* Selected excerpt *
------------------------------------------------
All the Marvel Cinematic Universe Movies Ranked


The good, the bad and the ugly, from the very first one to the most recent, here’s the what and the why of Marvel’s web-spinning, hammer-throwing, shield-tossing, Groot-uttering heroes and superheroes in one handy chunk

Who’d have thought, when Iron Man gave birth to the Marvel Cinematic Universe (MCU) in 2008, that more than two decades on it would still be flying and still pulling in enthusiastic audiences? Even Kevin Feige, who has produced every single one of them, cannot have expected a run of so many successful films – pushing $30 billion at the box office and counting. As I write, in September 2022, Marvel are planning releases as far as ten years into the future. The logistics of booking the directors and all those big-name stars must be daunting.

It could go flat at any minute, of course, and at some point audiences will get bored with a package that to outsiders is mystifying. How can an adventure feature a god (like Thor) fighting alongside a mere mortal who’s put in the training hours (like Hawkeye or Black Widow)? In what sense is someone whose body has been altered at a cellular level (like Spider-Man or The Hulk) comparable to someone who’s literally bought his way into superhero-hood (like Tony Stark/Iron Man)? And where does an astral voyager like Dr Strange fit into all this?

But work it does, Feige and Marvel deftly pivoting after realising that the Fast and Furious franchise’s much more diverse cast signalled that there really was an audience out there for the non-white hero figure. And pivoting again, towards directors who were less mainstream (like the Russo brothers) or more arthouse (Cate Shortland) in an attempt to keep the offering fresh.

By now there are so many films in the MCU that they have to be grouped. And then the groups have to be grouped. Phases one, two and three are collectively known as The Infinity Saga (2008’s Iron Man to 2019’s Spider-Man: Far from Home). Phases four, five and six are The Multiverse Saga (starting with 2021’s Black Widow and ending who knows where?)

I’ve seen them all, and taken notes, which is handy, because some of the Captain Americas are hard to tease apart, and the various Avengers movies can also bleed together a bit, with Thor also having a tendency to do the same.

Based mostly on what I thought of the movie at the time, with a bit of hindsight (and the occasional rewatch to refresh the memory), without further ado, here’s my list of worst to best. It’s just for fun and your mileage may vary. It would be a strange world if it didn’t.



The MCU Worst to Best

Shang-Chi and the Legend of the Ten Rings (2021)

Marvel plus martial arts sounds like the action movie motherlode and the kung fu fighting is fantastic, as it should be in a film whose main character, Shang-Chi, was originally modelled on Bruce Lee. But how terribly self-important it all is, with little in the way of compensatory Marvel-issue quippery for comic turns Awkwafina and Ben Kingsley to sink their teeth into. Michelle Yeoh and Tony Leung are a casting coup but the backstory problem that plagues many a Marvel movie really drags this one to a standstill. As for the big dragon-fight finale in the Game of Thrones style, surely Marvel aren’t looking around for ideas?

Shang-Chi and Xu Wenwu fight
Face off: Shang-Chi and Xu Wenwu


Iron Man 3 (2013)
------------------------------------------------
* Dataset records *

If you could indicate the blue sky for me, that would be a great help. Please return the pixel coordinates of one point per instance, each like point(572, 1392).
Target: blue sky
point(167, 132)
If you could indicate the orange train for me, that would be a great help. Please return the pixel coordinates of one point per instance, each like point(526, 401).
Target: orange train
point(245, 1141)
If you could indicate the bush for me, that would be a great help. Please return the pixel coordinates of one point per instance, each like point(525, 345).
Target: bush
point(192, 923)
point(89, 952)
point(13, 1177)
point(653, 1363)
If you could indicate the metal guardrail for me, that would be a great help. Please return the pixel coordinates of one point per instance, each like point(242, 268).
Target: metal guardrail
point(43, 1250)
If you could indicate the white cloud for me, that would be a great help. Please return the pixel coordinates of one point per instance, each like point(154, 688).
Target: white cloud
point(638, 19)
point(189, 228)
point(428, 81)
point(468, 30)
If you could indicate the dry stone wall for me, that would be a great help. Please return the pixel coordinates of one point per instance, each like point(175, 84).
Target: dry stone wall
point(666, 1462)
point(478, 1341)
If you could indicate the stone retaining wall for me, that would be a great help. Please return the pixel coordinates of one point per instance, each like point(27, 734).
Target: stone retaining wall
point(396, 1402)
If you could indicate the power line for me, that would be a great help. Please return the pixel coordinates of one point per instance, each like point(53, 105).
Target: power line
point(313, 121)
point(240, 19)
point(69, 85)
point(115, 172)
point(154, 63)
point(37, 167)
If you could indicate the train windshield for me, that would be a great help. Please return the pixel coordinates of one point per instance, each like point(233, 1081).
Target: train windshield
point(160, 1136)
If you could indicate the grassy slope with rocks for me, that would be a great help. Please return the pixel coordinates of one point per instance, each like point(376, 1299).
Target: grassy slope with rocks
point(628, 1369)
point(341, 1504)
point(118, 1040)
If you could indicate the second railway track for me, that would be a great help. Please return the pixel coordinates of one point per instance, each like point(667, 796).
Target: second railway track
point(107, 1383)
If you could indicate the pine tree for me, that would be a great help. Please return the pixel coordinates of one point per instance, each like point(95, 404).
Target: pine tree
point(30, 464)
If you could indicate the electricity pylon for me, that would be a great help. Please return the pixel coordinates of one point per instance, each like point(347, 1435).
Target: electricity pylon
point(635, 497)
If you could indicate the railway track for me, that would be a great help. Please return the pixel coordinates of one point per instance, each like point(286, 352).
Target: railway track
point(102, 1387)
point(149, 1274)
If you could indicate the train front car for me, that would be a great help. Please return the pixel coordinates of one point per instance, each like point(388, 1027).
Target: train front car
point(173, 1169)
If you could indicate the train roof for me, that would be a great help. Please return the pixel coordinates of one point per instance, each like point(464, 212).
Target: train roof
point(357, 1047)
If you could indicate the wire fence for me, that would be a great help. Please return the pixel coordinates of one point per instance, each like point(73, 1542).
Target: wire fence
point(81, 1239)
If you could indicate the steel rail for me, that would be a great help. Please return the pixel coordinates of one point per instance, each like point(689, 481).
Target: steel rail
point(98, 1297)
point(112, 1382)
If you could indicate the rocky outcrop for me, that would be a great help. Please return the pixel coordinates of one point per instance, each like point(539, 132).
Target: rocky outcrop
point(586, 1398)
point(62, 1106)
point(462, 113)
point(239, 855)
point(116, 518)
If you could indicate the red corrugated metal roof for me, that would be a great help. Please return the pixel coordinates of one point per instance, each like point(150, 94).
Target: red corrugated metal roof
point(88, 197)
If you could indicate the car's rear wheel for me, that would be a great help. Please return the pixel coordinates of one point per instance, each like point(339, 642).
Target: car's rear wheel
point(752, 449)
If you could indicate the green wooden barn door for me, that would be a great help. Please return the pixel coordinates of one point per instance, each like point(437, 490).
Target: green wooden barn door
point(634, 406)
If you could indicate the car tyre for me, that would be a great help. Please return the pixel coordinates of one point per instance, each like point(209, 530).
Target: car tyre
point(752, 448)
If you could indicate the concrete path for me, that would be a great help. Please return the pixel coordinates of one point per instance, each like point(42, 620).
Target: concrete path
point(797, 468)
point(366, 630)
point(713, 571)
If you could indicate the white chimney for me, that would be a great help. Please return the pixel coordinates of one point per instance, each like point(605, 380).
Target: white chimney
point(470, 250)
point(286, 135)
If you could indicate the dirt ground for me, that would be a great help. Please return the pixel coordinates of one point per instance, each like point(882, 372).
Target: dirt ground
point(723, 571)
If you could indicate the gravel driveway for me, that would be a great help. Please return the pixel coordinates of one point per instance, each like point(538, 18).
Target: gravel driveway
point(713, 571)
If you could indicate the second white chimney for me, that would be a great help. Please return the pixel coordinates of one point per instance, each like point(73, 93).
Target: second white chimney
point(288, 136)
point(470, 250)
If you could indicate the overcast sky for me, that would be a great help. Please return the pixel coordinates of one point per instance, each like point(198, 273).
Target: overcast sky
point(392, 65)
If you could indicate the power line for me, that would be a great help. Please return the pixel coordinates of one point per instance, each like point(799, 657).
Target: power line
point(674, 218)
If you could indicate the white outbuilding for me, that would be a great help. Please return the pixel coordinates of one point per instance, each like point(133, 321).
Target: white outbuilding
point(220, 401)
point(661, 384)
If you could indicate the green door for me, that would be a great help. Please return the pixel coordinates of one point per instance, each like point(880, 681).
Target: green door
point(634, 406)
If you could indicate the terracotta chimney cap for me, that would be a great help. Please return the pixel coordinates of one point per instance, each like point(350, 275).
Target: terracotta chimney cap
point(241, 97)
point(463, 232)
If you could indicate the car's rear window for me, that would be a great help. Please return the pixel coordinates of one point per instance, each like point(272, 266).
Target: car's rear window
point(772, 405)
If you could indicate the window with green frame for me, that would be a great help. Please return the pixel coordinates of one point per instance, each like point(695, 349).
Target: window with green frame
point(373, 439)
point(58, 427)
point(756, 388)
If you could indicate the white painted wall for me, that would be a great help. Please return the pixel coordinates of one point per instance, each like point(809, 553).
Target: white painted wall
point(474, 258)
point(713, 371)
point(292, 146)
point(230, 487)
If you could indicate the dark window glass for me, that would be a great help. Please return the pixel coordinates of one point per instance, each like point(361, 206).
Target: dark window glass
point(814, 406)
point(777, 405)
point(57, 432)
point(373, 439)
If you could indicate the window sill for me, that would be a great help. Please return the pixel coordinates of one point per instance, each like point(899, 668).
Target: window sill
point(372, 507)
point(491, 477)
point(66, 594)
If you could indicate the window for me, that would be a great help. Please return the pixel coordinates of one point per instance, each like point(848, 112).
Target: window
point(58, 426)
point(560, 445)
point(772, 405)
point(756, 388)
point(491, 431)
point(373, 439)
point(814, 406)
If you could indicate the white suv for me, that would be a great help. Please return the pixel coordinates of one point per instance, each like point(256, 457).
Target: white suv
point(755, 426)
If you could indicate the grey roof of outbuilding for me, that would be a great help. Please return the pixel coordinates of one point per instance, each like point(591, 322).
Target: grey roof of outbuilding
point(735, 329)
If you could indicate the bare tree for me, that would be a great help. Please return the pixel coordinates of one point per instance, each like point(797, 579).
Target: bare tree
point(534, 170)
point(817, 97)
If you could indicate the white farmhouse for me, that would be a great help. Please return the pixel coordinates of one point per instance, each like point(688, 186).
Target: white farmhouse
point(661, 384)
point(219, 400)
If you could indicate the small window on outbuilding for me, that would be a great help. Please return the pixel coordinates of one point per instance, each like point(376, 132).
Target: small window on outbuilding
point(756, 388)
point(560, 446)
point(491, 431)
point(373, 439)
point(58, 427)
------------------------------------------------
* Written exercise 1 *
Translate this sentence from the Marvel film ranking into French: "The logistics of booking the directors and all those big-name stars must be daunting."
* Written exercise 2 *
According to the Marvel film ranking, which phases together make up The Infinity Saga?
* Written exercise 3 *
Write the next part of the Marvel film ranking, picking up after its final line.
The records are separate material, independent of the Marvel film ranking.

* Task answer 1 *
La logistique nécessaire pour engager les réalisateurs et toutes ces grandes vedettes doit être redoutable.

* Task answer 2 *
Phases one, two and three.

* Task answer 3 *
Enter, from the 1980s, Shane Black, writer of all those Lethal Weapon movies. And whaddya know, he delivers a Lethal Weapon-style adventure with Robert Downey Jr giving it the full mad-dog Mel Gibson routine as an Iron Man with anxiety attacks. The question it poses: can Tony Stark exist without the Iron Man suit and all that brings to his onanistic party for one? But the bigger question is: can Shane Black direct without recourse to 1980s pastiche? Answer: no.


The Incredible Hulk (2008)

You could argue that Ang Lee’s 2003 Hulk is the original MCU movie. It was even exec-produced by Kevin Feige. But the company seems to have disavowed it. If you didn’t like Eric Bana’s turn as a very comic-book hulk, you only had to wait five years for this go by Edward Norton, in a lush James Bond-style location-heavy glamathon with a decidedly anti-military sweep. Tim Roth builds his villainous anti-hero from the sneer out, and William Hurt makes a good standby bad guy. All in all it’s more Bulk than Hulk – it drags, lacks a throughline and is only ever really convincing as a love story (hello, Liv Tyler).


Eternals (2021)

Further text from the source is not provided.